(Point localization data)

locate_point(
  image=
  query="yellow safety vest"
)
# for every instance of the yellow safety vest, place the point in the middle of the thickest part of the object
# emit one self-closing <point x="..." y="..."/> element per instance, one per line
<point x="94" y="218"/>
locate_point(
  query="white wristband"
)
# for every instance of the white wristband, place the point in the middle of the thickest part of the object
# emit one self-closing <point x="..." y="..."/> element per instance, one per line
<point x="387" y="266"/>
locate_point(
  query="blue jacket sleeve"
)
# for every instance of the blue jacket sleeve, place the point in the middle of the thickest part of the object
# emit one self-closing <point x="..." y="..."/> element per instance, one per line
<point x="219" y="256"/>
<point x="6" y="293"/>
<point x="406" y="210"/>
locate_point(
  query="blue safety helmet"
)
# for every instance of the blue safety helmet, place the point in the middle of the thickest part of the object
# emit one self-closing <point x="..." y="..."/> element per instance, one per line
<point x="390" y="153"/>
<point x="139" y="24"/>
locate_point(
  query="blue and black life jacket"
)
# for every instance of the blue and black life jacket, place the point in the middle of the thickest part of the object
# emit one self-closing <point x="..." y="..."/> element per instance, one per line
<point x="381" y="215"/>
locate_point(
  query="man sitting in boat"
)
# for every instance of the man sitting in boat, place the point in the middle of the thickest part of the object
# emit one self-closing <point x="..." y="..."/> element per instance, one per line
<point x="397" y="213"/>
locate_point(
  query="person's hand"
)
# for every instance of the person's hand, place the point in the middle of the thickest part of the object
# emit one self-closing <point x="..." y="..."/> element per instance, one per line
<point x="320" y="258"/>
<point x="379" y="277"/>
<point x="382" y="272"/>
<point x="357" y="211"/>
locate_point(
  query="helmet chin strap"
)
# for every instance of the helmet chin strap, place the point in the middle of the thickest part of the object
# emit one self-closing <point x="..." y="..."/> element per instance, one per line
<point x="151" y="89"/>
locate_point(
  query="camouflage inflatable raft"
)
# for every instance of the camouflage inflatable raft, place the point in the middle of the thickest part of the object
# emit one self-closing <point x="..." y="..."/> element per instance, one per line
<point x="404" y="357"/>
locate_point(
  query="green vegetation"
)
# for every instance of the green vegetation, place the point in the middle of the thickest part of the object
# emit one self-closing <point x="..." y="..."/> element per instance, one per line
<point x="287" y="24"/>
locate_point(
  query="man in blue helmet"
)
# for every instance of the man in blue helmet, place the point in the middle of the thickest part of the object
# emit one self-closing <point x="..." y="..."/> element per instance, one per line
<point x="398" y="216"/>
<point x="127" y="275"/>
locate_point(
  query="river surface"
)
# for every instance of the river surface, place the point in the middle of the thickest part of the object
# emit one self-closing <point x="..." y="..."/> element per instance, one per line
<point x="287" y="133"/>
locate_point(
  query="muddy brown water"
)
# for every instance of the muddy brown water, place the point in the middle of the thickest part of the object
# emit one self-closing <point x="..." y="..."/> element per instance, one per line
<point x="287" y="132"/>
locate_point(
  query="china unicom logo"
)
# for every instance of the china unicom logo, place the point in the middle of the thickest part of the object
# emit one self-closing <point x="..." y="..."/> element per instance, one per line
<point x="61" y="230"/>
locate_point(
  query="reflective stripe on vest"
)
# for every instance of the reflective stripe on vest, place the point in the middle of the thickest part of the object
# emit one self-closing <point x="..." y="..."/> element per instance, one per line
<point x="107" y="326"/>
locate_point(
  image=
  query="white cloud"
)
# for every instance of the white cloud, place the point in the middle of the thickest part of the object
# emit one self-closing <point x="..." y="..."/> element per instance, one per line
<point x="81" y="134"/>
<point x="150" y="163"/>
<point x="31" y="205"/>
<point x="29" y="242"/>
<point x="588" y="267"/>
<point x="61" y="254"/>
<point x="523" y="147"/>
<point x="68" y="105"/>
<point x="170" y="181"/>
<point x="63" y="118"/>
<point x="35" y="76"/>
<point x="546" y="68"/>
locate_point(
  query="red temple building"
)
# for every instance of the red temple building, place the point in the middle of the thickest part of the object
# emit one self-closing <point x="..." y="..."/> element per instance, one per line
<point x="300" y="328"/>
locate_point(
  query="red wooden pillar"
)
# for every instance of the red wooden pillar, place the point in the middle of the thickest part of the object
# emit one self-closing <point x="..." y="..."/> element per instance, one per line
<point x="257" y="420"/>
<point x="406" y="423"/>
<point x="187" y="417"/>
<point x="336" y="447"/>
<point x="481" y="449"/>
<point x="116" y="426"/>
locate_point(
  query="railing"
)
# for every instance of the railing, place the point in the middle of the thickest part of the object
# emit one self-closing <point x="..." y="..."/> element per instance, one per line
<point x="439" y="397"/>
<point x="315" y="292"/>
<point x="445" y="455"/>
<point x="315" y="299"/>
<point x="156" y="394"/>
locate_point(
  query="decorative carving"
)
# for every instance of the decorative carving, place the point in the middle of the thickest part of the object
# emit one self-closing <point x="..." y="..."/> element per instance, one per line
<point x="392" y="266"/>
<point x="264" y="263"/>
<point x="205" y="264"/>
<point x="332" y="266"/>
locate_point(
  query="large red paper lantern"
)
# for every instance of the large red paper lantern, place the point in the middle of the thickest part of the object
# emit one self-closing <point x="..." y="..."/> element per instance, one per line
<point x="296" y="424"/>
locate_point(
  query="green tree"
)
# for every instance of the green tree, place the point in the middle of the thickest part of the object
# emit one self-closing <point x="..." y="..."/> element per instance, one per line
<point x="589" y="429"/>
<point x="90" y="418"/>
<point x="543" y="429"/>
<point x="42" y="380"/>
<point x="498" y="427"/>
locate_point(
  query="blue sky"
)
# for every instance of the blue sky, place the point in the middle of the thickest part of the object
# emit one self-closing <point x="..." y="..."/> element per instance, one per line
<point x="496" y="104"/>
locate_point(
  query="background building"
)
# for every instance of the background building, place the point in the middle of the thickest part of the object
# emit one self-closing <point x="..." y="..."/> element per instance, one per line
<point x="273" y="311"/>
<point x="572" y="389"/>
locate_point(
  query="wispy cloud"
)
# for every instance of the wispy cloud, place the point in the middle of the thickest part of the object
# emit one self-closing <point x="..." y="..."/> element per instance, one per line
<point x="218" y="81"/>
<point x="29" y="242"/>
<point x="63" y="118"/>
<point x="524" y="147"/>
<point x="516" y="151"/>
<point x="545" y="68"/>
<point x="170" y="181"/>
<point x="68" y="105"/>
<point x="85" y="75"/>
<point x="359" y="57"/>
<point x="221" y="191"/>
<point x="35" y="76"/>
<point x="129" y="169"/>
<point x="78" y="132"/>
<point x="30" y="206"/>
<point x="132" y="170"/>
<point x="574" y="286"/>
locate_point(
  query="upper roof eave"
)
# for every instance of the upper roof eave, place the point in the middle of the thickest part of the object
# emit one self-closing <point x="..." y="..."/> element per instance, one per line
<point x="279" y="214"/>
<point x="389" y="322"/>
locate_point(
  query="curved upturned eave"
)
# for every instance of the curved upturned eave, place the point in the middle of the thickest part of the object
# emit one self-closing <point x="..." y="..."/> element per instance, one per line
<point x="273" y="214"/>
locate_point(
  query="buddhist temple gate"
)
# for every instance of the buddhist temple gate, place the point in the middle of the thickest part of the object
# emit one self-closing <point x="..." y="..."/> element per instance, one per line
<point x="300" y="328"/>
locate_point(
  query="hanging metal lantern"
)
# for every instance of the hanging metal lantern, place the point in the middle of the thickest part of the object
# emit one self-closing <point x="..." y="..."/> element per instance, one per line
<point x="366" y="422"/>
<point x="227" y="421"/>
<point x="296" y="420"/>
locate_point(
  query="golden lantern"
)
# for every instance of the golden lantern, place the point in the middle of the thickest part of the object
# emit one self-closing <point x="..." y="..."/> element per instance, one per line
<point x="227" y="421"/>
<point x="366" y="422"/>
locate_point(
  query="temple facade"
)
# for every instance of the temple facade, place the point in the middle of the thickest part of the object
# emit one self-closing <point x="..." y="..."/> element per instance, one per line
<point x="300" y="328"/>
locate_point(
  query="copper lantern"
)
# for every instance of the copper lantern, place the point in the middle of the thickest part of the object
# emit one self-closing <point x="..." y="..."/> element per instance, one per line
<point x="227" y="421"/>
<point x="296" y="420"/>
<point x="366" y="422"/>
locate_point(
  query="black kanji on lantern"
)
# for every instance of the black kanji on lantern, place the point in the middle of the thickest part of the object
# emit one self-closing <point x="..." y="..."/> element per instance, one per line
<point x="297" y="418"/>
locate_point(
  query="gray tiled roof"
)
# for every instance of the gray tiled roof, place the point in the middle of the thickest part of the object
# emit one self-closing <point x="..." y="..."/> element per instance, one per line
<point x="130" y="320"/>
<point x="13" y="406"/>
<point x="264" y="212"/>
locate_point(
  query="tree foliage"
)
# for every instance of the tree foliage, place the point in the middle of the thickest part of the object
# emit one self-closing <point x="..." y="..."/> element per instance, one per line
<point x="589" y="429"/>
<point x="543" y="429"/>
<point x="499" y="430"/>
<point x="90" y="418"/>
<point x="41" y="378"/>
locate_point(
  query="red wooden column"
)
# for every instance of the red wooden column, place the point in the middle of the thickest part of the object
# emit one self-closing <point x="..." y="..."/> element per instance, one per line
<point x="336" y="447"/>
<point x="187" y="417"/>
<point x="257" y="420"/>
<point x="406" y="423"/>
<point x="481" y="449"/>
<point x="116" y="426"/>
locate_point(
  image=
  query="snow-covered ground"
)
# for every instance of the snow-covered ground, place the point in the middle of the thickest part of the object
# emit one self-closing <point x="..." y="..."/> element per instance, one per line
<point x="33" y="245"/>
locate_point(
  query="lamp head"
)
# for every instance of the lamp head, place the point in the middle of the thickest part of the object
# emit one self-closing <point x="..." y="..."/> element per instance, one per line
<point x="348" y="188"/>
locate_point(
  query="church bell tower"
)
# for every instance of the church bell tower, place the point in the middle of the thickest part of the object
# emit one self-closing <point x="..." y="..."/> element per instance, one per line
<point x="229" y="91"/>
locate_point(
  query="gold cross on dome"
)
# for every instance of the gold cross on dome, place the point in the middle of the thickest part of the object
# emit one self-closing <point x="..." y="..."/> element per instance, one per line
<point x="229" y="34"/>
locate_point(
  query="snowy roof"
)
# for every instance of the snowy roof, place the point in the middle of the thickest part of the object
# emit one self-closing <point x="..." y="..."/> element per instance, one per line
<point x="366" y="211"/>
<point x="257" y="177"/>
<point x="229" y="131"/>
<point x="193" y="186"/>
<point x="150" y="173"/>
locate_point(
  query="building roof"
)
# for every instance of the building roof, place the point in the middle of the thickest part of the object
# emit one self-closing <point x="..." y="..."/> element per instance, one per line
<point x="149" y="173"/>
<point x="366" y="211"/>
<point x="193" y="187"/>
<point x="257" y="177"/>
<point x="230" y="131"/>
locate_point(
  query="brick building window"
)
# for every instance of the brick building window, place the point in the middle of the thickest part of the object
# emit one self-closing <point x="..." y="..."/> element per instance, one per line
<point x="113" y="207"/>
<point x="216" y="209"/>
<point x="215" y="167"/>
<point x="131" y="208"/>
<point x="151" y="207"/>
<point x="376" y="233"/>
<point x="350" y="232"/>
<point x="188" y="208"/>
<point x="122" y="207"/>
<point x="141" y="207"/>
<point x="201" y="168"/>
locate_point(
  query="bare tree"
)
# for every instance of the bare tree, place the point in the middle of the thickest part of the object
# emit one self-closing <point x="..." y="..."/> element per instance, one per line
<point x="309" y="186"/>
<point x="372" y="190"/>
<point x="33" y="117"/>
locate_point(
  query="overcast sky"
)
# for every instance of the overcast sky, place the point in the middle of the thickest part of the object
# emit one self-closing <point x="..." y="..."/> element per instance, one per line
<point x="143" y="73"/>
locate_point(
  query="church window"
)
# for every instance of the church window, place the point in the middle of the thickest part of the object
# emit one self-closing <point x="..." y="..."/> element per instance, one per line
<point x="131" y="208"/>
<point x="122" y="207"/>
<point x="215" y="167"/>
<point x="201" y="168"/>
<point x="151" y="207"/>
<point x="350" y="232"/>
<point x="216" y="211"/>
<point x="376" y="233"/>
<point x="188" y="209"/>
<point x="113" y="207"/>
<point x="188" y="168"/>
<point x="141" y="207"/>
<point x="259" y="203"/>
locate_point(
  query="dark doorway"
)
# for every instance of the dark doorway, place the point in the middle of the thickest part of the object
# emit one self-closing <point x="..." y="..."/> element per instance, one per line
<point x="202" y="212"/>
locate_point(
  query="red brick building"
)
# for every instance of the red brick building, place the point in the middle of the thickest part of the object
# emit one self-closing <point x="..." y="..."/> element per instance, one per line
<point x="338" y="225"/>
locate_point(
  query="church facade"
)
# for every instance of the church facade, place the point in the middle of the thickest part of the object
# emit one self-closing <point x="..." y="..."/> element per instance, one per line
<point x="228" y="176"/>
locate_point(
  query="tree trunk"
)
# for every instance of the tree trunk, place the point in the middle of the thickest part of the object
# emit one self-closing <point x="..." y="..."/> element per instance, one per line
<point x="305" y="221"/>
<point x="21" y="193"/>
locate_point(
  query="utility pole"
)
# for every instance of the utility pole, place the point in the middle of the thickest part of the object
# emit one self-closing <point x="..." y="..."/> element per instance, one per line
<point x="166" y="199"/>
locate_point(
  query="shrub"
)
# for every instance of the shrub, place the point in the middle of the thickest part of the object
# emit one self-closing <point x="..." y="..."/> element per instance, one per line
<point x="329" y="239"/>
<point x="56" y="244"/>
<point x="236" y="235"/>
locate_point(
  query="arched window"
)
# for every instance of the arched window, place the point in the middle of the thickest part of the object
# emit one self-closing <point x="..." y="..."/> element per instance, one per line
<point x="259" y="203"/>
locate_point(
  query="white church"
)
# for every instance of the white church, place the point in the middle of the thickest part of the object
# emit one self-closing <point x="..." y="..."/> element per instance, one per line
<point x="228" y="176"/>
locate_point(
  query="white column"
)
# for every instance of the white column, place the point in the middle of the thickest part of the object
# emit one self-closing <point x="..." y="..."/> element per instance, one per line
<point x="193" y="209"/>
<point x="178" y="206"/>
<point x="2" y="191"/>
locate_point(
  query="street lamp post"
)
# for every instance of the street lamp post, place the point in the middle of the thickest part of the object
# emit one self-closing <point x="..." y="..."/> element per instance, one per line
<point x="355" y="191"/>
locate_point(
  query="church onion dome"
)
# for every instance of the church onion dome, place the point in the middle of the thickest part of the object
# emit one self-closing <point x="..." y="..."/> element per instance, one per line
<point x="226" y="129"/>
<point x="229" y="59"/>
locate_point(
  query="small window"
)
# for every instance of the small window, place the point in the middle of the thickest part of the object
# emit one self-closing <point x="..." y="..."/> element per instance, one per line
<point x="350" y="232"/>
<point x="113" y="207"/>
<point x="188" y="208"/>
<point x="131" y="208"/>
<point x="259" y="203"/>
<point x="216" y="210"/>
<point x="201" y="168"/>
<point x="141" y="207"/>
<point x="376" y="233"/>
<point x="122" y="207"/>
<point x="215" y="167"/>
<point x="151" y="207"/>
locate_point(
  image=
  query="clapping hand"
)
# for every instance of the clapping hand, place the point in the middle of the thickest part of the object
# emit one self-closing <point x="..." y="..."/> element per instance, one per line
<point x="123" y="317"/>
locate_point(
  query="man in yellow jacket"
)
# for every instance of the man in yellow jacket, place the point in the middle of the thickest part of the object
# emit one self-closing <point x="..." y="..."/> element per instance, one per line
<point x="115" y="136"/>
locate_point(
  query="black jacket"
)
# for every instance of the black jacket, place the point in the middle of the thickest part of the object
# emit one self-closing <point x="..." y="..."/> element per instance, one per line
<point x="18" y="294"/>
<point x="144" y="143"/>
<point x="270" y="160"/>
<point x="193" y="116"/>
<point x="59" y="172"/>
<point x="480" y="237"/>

EXERCISE GOAL
Bring together all lines in the records where the word "cloud" is found.

ANSWER SECTION
  query="white cloud"
# for every instance of the white cloud, place the point in the middle of the thickest part of the object
  query="wispy cloud"
# for every instance of the wispy cloud, place the point in the middle of the thickest part of the object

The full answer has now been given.